What to produce> Every line below should come back exactly as written, though the pictures stay out.

Information given>
--

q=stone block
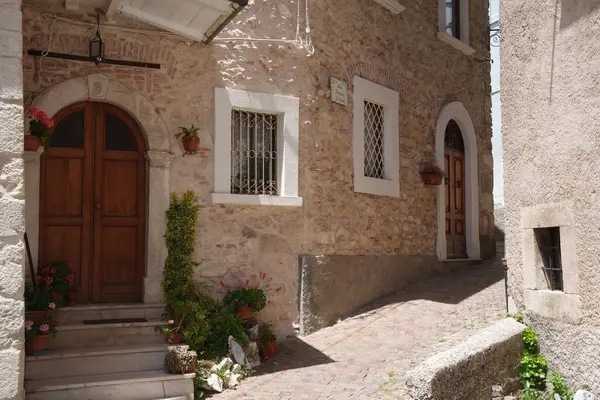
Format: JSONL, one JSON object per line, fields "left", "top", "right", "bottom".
{"left": 0, "top": 103, "right": 24, "bottom": 154}
{"left": 0, "top": 240, "right": 24, "bottom": 297}
{"left": 405, "top": 318, "right": 526, "bottom": 400}
{"left": 0, "top": 6, "right": 21, "bottom": 32}
{"left": 0, "top": 196, "right": 24, "bottom": 237}
{"left": 0, "top": 298, "right": 24, "bottom": 349}
{"left": 0, "top": 347, "right": 23, "bottom": 400}
{"left": 0, "top": 57, "right": 23, "bottom": 100}
{"left": 0, "top": 29, "right": 21, "bottom": 58}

--

Task output>
q=stone block
Format: JSONL, one JSON object per line, fields "left", "top", "right", "bottom".
{"left": 0, "top": 103, "right": 24, "bottom": 154}
{"left": 0, "top": 240, "right": 24, "bottom": 297}
{"left": 405, "top": 318, "right": 526, "bottom": 400}
{"left": 0, "top": 6, "right": 21, "bottom": 32}
{"left": 0, "top": 196, "right": 24, "bottom": 237}
{"left": 0, "top": 298, "right": 24, "bottom": 349}
{"left": 0, "top": 347, "right": 23, "bottom": 400}
{"left": 0, "top": 57, "right": 23, "bottom": 100}
{"left": 0, "top": 29, "right": 21, "bottom": 58}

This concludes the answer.